TASK OBJECTIVE –
Return the complete listing exactly as it reads, with each picture removed.
/---
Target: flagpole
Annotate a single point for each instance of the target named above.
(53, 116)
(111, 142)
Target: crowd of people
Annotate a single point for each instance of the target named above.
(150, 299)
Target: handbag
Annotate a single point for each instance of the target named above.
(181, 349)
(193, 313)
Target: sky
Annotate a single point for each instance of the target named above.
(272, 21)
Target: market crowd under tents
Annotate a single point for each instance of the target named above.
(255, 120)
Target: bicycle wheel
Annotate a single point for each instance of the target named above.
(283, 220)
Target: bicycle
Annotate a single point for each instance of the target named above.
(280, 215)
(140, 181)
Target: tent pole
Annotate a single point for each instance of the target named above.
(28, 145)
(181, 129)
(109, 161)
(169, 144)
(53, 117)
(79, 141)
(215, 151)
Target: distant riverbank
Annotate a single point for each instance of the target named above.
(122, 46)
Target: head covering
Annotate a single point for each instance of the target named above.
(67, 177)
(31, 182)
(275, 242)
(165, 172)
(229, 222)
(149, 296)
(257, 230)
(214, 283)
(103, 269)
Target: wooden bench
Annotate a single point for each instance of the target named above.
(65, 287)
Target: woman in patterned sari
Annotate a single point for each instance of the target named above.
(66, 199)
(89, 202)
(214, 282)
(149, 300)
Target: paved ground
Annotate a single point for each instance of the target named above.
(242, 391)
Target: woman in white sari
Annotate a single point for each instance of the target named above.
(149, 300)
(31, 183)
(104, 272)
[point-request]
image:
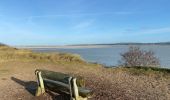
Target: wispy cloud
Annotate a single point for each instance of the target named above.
(82, 14)
(149, 31)
(82, 25)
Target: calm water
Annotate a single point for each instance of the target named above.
(111, 55)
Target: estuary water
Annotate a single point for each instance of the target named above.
(110, 55)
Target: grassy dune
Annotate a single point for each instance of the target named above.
(122, 83)
(13, 54)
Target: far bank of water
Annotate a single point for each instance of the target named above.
(110, 55)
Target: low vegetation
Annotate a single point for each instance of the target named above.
(13, 54)
(120, 83)
(137, 57)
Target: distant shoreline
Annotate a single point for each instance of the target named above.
(88, 46)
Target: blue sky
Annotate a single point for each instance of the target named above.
(64, 22)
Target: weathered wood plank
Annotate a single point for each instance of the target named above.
(56, 81)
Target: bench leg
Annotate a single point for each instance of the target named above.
(40, 88)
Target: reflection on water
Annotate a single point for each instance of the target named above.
(111, 55)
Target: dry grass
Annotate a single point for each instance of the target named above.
(13, 54)
(133, 83)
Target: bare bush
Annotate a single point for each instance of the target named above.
(137, 57)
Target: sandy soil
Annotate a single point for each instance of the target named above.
(18, 82)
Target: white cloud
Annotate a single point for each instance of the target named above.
(83, 25)
(149, 31)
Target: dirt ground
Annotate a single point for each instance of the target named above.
(18, 82)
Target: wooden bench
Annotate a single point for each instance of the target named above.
(56, 81)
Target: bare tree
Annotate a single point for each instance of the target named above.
(137, 57)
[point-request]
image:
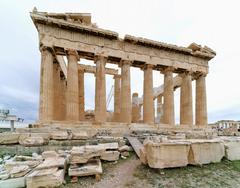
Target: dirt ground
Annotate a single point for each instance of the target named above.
(131, 173)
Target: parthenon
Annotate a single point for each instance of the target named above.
(74, 36)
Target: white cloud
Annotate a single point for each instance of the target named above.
(214, 23)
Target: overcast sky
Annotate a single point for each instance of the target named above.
(213, 23)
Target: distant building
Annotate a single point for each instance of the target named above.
(226, 124)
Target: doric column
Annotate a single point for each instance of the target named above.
(46, 86)
(186, 106)
(159, 108)
(72, 98)
(117, 95)
(168, 106)
(57, 91)
(136, 110)
(81, 94)
(100, 90)
(201, 101)
(126, 106)
(148, 103)
(62, 96)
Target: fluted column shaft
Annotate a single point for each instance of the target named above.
(117, 97)
(186, 106)
(136, 109)
(201, 102)
(81, 94)
(168, 106)
(46, 86)
(62, 97)
(57, 91)
(72, 98)
(126, 106)
(100, 90)
(159, 108)
(148, 103)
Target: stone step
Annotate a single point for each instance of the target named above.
(136, 144)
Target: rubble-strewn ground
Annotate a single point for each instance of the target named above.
(130, 173)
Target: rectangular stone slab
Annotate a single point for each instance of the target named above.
(93, 167)
(232, 148)
(167, 154)
(59, 162)
(206, 151)
(45, 178)
(13, 183)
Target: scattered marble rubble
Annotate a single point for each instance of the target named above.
(49, 168)
(160, 152)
\---
TASK RESULT –
Target: flagpole
Annotate a single point for each instance of the target named above.
(53, 116)
(111, 142)
Target: crowd of people
Annotate a single point for each instance of the target named above.
(150, 299)
Target: handbag
Annotate a single point for each instance of the target named above.
(181, 349)
(193, 313)
Target: sky
Annotate a single point for each instance of the target named above.
(272, 21)
Target: market crowd under tents
Annotate a single point for each instance of the target named above.
(255, 120)
Target: bicycle wheel
Annotate a single point for each instance of the target named above.
(283, 220)
Target: bicycle
Annotate a single point for each instance of the target named above.
(280, 215)
(140, 181)
Target: tent pole
Annotate a single point for each instance of the target named above.
(28, 145)
(181, 129)
(109, 161)
(169, 144)
(53, 117)
(79, 141)
(215, 151)
Target: distant riverbank
Annotate a single point for each instance of the target named above.
(122, 46)
Target: head covering
Annotate a single point for each instance of the target named above.
(67, 177)
(31, 182)
(275, 242)
(165, 172)
(229, 222)
(149, 296)
(257, 230)
(214, 283)
(103, 269)
Target: wooden bench
Annotate a single point for each instance of the target named above.
(65, 287)
Target: woman in patterned sari
Annotate a single point for each instance of the target named above.
(66, 199)
(89, 202)
(214, 282)
(149, 300)
Target: paved ground
Annotate a single point for each instance of the target named above.
(242, 391)
Target: woman in white sari
Annotate a single point for each instance of the target named above.
(149, 300)
(31, 183)
(104, 272)
[point-request]
image:
Target: wispy cloud
Annotate a single point for each instance of the target named above.
(82, 14)
(149, 31)
(82, 25)
Target: calm water
Annotate a single point for each instance of the target named above.
(111, 55)
Target: estuary water
Annotate a single point for each instance of the target named above.
(110, 55)
Target: grassy dune
Annotate a single point for each instance of the target named above.
(122, 83)
(13, 54)
Target: far bank of water
Annotate a single point for each instance of the target named above.
(110, 55)
Target: low vegetation
Annotate a single point for each instance of the target named above.
(13, 54)
(120, 83)
(137, 57)
Target: distant shoreline
Annotate a single point for each instance of the target named above.
(88, 46)
Target: blue sky
Annotate a single point for each instance of the target named above.
(64, 22)
Target: weathered wood plank
Annotate a single point for each instance of the target named above.
(56, 81)
Target: bench leg
Annotate a single point for each instance of the target named above.
(40, 88)
Target: reflection on water
Annotate a single point for each instance of the target named above.
(111, 55)
Target: dry grass
Annotate a single point for each instance of the target named above.
(13, 54)
(133, 83)
Target: bare bush
Annotate a single point for each instance of the target named above.
(137, 57)
Target: sandy soil
Annotate a single point for each instance of the target named above.
(18, 82)
Target: white cloud
Annotate a single point for each instance of the target named above.
(83, 25)
(149, 31)
Target: dirt ground
Annotate a single point for each instance of the target named above.
(18, 82)
Target: wooden bench
Annotate a single point for each instance of the target named above.
(56, 81)
Target: bare tree
Annotate a single point for each instance of the target named above.
(137, 57)
[point-request]
image:
Target: dirt ground
Annotate a single point for each instance of the target named above.
(131, 173)
Target: parthenon
Annotate a single point for each instance of the target named above.
(74, 36)
Target: white cloud
Annotate a single point for each instance of the target named above.
(214, 23)
Target: overcast sky
Annotate a single point for each instance of the target named above.
(213, 23)
Target: distant building
Annotate a single point for each instance of the target named above.
(226, 124)
Target: doric column
Annotate a single point for each instance of the target named above.
(46, 86)
(186, 106)
(159, 108)
(72, 98)
(117, 95)
(168, 106)
(57, 91)
(136, 110)
(81, 94)
(100, 90)
(201, 101)
(126, 106)
(148, 103)
(62, 96)
Target: fluted column shaft
Annotate a single point for each instance of the target named above.
(117, 97)
(186, 106)
(136, 109)
(201, 102)
(81, 94)
(168, 106)
(46, 86)
(62, 97)
(57, 91)
(72, 98)
(126, 106)
(100, 90)
(159, 108)
(148, 103)
Target: stone step
Annotate a single point for each instance of the target named above.
(136, 144)
Target: rubble-strewn ground
Annotate a single point for each instance of the target named above.
(130, 173)
Target: rectangular stone slab
Annotate a single point for each instance of the target named above.
(93, 167)
(232, 148)
(167, 154)
(59, 162)
(206, 151)
(45, 178)
(13, 183)
Target: scattered marble rubble
Annotate a single point for each instance of the target named above.
(49, 168)
(160, 152)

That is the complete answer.